* **SELECTED EXCERPT**
○ ○ ○

Flu

I can’t get much of a handle on my mood in the midst of this flu. Between the teeth chattering chills, soaking wet sheets, headaches, nausea and the coughing I’m not even sure where my head is at. I’ve spent the majority of the day in bed either sleeping or shivering. My sense is that I am in a better state then a few days ago, least I’m more connected (even if via a virus). Last thing I wanted for Christmas was the flu, but guess that is what I’ve got. If there is any benefit I’ve started losing the weight the increased seroquel gave me. There is a bright side to everything I guess. I just hope my partner doesn’t catch this. I’ve taken to wiping down everything with clorox wipes. I haven’t left the farm since the session with Beatrice, so hopefully I haven’t shared this with too many.

○ ○ ○

Records taken from a dataset
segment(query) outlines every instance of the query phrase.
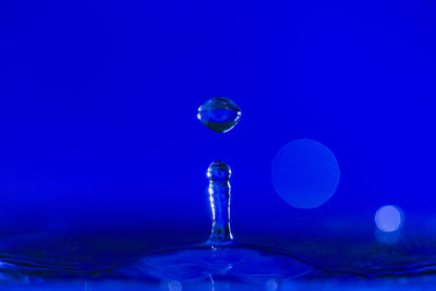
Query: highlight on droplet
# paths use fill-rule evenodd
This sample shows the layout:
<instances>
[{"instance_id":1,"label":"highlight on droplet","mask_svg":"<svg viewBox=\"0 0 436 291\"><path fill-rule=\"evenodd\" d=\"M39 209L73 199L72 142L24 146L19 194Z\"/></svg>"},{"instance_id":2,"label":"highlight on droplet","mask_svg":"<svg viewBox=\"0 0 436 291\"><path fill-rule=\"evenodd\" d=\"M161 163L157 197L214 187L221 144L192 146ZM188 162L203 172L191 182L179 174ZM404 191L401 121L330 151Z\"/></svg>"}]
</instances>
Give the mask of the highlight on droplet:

○ ○ ○

* **DIRECTIONS**
(1) In the flu post, why does the writer hope not to have passed the illness on to many people? Answer in one to three sentences.
(2) Can you resume the flu post after its final sentence?
This material stands apart from the text about having the flu.

* **LIST OF ANSWERS**
(1) The writer hasn't left the farm since the session with Beatrice, so there has been little chance to spread it to others.

(2)
I’m glad my mood seems to have steadied. The deep disconnect abated. I wonder if some of it wasn’t from the exhaustion I was feeling in the couple days before these symptoms started. I remember sitting in my recliner just wiped out and wondering why I was so tired. I didn’t even want to get up to go to the bathroom. It was just too much effort. I think that may have been playing into how disconnected I felt. I’m sure I’ll feel better tomorrow, that will be day 5 of this. Off to grab another shot of cold medicine.